_Instructions to follow:_ Look for "of the backpack" in the records below, then copy that line and every line after it, exactly and with nothing added.
#### Data for the task
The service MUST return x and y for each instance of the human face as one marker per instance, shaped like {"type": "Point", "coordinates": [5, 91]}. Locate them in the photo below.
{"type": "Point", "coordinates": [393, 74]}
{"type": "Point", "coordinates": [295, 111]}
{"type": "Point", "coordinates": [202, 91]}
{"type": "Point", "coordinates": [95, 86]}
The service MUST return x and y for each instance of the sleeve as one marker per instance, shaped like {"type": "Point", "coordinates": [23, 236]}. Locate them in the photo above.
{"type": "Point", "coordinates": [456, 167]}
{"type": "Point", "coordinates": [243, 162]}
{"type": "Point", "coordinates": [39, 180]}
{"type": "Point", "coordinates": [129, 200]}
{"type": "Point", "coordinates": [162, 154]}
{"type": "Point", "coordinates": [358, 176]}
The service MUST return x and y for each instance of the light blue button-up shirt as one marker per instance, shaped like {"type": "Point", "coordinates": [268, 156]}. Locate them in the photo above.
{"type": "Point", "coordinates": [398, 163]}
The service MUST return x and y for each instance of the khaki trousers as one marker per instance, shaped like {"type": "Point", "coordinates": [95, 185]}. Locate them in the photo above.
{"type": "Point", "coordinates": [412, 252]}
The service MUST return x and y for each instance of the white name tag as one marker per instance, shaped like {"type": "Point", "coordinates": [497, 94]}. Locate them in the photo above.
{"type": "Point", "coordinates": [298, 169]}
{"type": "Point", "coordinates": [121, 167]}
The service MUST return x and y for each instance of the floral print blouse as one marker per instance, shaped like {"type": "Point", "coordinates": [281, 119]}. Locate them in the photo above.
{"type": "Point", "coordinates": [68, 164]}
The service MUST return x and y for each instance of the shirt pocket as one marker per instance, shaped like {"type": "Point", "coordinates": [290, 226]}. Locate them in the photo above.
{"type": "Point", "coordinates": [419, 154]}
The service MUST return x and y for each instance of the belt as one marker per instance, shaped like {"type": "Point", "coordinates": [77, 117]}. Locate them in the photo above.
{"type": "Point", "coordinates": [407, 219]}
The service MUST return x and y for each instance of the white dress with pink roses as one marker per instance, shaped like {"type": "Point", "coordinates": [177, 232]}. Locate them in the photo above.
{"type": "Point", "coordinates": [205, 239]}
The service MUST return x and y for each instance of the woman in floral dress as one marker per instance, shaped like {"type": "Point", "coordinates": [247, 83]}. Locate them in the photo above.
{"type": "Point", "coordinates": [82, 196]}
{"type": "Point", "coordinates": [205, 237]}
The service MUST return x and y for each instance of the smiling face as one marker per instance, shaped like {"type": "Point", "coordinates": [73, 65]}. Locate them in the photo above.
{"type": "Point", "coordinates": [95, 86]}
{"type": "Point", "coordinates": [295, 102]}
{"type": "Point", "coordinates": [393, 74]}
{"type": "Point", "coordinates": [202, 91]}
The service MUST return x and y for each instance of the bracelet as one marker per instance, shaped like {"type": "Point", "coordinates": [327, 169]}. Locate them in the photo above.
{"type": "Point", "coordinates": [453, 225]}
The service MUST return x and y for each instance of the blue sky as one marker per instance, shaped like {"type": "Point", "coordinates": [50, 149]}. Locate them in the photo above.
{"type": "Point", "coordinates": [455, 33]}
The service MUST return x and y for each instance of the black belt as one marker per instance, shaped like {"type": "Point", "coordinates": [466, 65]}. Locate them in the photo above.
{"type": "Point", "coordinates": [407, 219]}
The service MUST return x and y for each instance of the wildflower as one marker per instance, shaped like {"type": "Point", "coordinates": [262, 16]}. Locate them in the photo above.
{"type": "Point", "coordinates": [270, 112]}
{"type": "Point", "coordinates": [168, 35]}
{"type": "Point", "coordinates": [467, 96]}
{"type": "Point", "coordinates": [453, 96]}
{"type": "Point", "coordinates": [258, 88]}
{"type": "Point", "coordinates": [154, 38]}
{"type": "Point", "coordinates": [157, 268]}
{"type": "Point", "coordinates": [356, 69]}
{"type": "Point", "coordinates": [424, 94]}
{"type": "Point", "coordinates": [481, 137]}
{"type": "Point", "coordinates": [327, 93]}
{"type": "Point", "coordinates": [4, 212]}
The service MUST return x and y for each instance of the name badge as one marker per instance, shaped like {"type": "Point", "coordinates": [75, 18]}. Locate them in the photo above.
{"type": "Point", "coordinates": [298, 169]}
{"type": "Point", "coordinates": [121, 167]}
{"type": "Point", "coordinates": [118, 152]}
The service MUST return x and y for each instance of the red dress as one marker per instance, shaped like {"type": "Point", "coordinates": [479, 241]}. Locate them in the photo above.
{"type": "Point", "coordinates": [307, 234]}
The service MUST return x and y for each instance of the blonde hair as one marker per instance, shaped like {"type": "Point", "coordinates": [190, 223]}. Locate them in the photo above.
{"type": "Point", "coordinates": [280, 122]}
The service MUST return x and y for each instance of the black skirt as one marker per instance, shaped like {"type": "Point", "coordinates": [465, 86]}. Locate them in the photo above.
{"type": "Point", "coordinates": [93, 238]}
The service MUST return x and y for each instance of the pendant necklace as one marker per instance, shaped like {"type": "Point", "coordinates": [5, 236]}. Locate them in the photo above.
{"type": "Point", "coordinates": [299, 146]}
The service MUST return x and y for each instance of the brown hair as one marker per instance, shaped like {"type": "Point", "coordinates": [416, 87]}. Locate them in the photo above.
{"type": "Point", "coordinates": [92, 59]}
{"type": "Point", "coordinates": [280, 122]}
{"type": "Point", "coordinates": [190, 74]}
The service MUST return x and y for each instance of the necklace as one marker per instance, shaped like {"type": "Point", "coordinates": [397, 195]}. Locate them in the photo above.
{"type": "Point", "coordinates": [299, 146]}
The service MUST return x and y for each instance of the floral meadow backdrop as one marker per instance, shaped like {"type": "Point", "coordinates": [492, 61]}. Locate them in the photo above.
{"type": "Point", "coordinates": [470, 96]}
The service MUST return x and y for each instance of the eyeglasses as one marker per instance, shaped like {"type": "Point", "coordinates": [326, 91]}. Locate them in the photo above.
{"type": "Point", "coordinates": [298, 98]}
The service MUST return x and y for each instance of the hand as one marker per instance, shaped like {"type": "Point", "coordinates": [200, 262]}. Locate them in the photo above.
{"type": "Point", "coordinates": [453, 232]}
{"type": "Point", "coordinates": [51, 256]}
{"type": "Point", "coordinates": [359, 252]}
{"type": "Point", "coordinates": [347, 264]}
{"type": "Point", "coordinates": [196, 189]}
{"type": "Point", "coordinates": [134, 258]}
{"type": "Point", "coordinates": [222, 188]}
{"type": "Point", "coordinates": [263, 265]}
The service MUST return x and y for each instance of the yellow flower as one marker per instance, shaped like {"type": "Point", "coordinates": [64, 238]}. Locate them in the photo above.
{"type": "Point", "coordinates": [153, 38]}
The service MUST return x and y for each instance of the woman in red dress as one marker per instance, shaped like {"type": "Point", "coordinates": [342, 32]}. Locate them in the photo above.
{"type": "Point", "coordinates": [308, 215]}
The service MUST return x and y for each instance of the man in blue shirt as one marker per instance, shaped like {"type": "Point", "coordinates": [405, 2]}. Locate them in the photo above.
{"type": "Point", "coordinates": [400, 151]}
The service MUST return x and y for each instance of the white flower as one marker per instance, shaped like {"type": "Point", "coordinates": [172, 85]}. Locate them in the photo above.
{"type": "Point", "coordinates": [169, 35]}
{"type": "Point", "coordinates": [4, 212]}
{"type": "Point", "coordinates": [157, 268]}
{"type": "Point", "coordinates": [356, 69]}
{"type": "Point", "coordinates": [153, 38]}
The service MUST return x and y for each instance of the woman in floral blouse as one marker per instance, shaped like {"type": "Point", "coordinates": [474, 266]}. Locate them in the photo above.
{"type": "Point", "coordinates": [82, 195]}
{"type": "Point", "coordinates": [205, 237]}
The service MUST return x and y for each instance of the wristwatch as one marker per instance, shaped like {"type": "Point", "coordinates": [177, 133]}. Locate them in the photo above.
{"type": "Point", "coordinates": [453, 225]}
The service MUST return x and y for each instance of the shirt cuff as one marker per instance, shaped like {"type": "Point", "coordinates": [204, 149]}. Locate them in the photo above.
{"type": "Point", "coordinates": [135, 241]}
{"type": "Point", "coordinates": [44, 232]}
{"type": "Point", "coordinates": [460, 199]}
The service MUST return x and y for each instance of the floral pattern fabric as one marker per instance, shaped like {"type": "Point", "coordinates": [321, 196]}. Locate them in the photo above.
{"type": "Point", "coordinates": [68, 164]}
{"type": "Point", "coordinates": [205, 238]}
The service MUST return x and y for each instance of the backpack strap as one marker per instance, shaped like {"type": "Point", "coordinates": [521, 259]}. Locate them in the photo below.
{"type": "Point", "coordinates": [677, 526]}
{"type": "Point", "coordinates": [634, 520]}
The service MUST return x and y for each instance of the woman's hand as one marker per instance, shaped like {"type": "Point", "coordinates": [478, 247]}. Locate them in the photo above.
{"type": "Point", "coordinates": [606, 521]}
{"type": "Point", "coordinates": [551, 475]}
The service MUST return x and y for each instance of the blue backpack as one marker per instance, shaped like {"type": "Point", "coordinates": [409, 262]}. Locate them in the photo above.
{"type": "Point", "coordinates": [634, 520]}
########
_Solution to the problem:_
The service MUST return x and y for each instance of the backpack strap as one marker per instance, shaped like {"type": "Point", "coordinates": [521, 259]}. Locate them in the photo below.
{"type": "Point", "coordinates": [677, 526]}
{"type": "Point", "coordinates": [634, 520]}
The service MUST return x and y for each instance of the woman's hand as one marker per instance, shaped like {"type": "Point", "coordinates": [478, 247]}. Locate them in the photo above.
{"type": "Point", "coordinates": [606, 521]}
{"type": "Point", "coordinates": [551, 475]}
The service MUST return x and y for each instance of the blue backpack as one marker per instance, shaped like {"type": "Point", "coordinates": [409, 262]}. Locate them in the photo above.
{"type": "Point", "coordinates": [634, 520]}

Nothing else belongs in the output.